### [TEXTO FUENTE]
::::::::::
El escritor, el mercachifle y el oligarca
La autoridad simbólica de intelectual tradicional se ha trasladado a los profetas del poder tecnológico y a los reyes de algoritmo


El escritor, nos vino a recordar esta semana Álvaro Pombo, trabaja con las palabras, que son frágiles y cambiantes, suceptibles de ser malinterpretadas. Lo hace desde su vulnerabilidad porque escribir es exponerse y quien lo hace no es fuerte por resistir, sino por mostrar su fragilidad. Pombo, de hecho, se atrevió a titular su ponencia Fenomenología de la fragilidad, casi como una declaración de principios contra el reinado de la simplicidad, del titular que “engancha”. Y es que recurrir a un término como “fenomenología” es reivindicar -casi con terquedad- la densidad, la lentitud, la complejidad. Es un acto subversivo porque no se pliega a la lógica del algoritmo ni al ritmo de la viralidad. Nos invita a alejarnos del consumismo rápido para llamar al lector paciente. También porque nombrar la fragilidad ya es negarse a vender certezas. Quizás por eso nos advirtió: “Nos hemos convertido en influencers y mercachifles”, reflejando una autocrítica durísima, pero honesta, a quienes publicamos con un ojo puesto en el algoritmo en un mundo en el que la profundidad se ha vuelto un escaparate.
::::::::::
### [MATERIAL MOSTRADO]
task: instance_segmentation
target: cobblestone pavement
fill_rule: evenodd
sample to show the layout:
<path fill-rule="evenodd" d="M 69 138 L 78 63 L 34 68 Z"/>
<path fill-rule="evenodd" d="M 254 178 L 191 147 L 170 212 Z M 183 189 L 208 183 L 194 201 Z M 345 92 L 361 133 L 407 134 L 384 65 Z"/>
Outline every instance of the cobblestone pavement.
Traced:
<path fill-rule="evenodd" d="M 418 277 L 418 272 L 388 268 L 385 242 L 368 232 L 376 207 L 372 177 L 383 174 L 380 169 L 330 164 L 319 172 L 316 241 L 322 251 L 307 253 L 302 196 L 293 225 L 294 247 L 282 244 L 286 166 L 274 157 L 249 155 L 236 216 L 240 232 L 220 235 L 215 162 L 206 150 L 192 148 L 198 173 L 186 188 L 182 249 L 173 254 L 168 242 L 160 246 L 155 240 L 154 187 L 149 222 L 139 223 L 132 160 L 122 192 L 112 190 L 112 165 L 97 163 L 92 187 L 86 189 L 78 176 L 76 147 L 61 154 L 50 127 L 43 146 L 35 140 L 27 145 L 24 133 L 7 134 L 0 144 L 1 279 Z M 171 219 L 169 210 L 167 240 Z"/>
::::::::::
### [PROBLEMA PLANTEADO]
Transcribe íntegramente el texto fuente, sin cambiar ninguna palabra ni signo de puntuación.

### [SOLUCIÓN DEL PROBLEMA]
El escritor, el mercachifle y el oligarca
La autoridad simbólica de intelectual tradicional se ha trasladado a los profetas del poder tecnológico y a los reyes de algoritmo


El escritor, nos vino a recordar esta semana Álvaro Pombo, trabaja con las palabras, que son frágiles y cambiantes, suceptibles de ser malinterpretadas. Lo hace desde su vulnerabilidad porque escribir es exponerse y quien lo hace no es fuerte por resistir, sino por mostrar su fragilidad. Pombo, de hecho, se atrevió a titular su ponencia Fenomenología de la fragilidad, casi como una declaración de principios contra el reinado de la simplicidad, del titular que “engancha”. Y es que recurrir a un término como “fenomenología” es reivindicar -casi con terquedad- la densidad, la lentitud, la complejidad. Es un acto subversivo porque no se pliega a la lógica del algoritmo ni al ritmo de la viralidad. Nos invita a alejarnos del consumismo rápido para llamar al lector paciente. También porque nombrar la fragilidad ya es negarse a vender certezas. Quizás por eso nos advirtió: “Nos hemos convertido en influencers y mercachifles”, reflejando una autocrítica durísima, pero honesta, a quienes publicamos con un ojo puesto en el algoritmo en un mundo en el que la profundidad se ha vuelto un escaparate.